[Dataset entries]
○ ○ ○

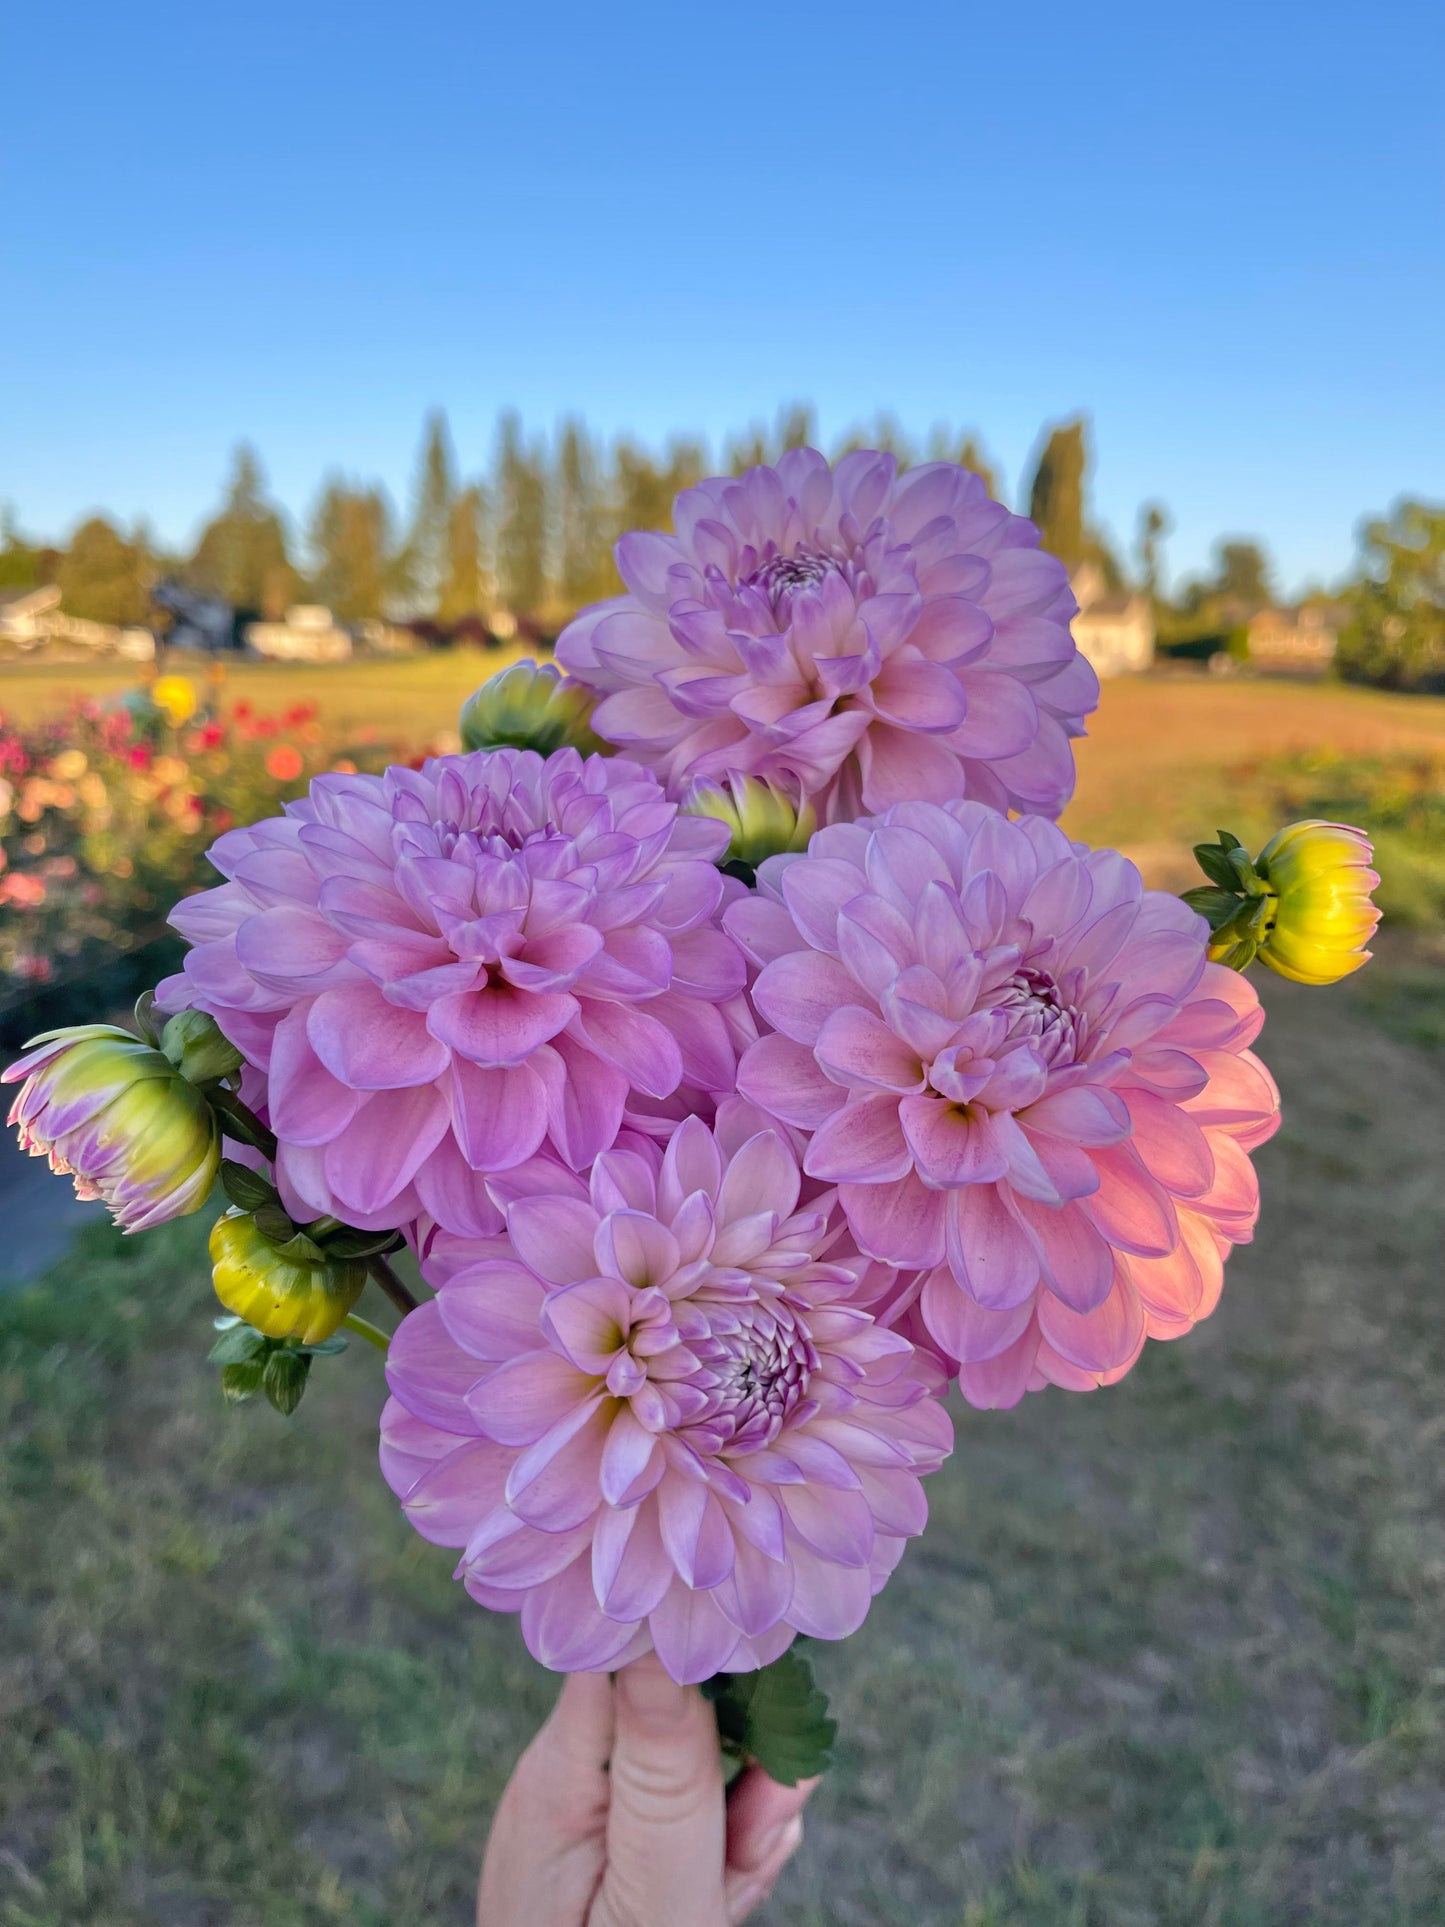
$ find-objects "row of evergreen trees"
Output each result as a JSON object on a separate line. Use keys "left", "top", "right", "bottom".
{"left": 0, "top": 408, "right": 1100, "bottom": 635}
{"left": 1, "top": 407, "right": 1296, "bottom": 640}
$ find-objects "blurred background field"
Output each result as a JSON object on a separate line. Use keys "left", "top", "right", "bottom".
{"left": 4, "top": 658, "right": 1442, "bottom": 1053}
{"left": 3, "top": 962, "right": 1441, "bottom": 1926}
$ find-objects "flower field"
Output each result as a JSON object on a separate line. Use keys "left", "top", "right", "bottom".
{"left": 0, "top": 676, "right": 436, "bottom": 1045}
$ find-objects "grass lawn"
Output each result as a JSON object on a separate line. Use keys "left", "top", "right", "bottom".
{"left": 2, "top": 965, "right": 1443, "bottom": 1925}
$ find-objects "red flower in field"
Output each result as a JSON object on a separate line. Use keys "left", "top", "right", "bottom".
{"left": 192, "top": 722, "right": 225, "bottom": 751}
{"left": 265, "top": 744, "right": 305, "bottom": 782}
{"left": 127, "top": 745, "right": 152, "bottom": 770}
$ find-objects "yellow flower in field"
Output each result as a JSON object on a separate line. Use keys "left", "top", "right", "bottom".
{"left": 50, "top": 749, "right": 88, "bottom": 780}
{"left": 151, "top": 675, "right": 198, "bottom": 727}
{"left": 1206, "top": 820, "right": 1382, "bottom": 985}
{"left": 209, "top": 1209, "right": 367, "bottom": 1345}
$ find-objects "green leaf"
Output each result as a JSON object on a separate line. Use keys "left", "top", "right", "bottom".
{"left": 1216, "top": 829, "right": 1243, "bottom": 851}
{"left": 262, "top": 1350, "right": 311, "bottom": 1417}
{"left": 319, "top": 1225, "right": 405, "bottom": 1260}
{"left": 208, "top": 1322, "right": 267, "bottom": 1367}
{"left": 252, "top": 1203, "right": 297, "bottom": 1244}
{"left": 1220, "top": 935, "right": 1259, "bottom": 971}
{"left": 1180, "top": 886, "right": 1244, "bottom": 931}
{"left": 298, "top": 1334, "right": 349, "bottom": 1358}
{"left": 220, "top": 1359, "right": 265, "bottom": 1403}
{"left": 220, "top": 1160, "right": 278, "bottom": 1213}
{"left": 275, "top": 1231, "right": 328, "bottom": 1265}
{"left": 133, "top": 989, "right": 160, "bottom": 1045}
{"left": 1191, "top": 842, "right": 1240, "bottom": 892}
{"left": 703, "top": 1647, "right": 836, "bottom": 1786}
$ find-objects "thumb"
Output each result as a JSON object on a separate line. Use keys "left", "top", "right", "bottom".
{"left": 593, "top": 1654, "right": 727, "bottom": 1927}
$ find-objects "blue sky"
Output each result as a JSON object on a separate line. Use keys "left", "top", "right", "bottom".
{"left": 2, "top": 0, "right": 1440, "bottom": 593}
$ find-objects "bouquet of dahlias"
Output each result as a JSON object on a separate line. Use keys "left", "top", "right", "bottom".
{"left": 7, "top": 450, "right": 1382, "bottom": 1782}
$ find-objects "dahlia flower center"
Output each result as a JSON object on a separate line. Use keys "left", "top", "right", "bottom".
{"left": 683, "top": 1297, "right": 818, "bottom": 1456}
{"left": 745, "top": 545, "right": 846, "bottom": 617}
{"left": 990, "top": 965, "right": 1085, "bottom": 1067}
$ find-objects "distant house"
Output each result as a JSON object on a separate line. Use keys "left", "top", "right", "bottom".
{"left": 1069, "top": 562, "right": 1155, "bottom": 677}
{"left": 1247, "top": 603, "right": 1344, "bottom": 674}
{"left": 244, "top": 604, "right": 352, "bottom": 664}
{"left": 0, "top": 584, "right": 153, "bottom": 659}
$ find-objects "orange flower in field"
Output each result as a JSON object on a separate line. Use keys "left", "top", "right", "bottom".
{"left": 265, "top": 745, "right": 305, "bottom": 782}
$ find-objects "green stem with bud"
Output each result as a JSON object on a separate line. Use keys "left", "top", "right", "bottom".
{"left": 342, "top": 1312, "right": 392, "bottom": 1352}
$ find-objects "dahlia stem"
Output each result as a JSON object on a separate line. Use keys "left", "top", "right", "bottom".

○ ○ ○

What you are asked to do:
Find each line above that contains "field", and copy those lines.

Problem solution:
$ find-objects "blurred background field"
$ find-objects "flower field"
$ find-objects "red flower in field"
$ find-objects "yellow flower in field"
$ find-objects "orange flower in field"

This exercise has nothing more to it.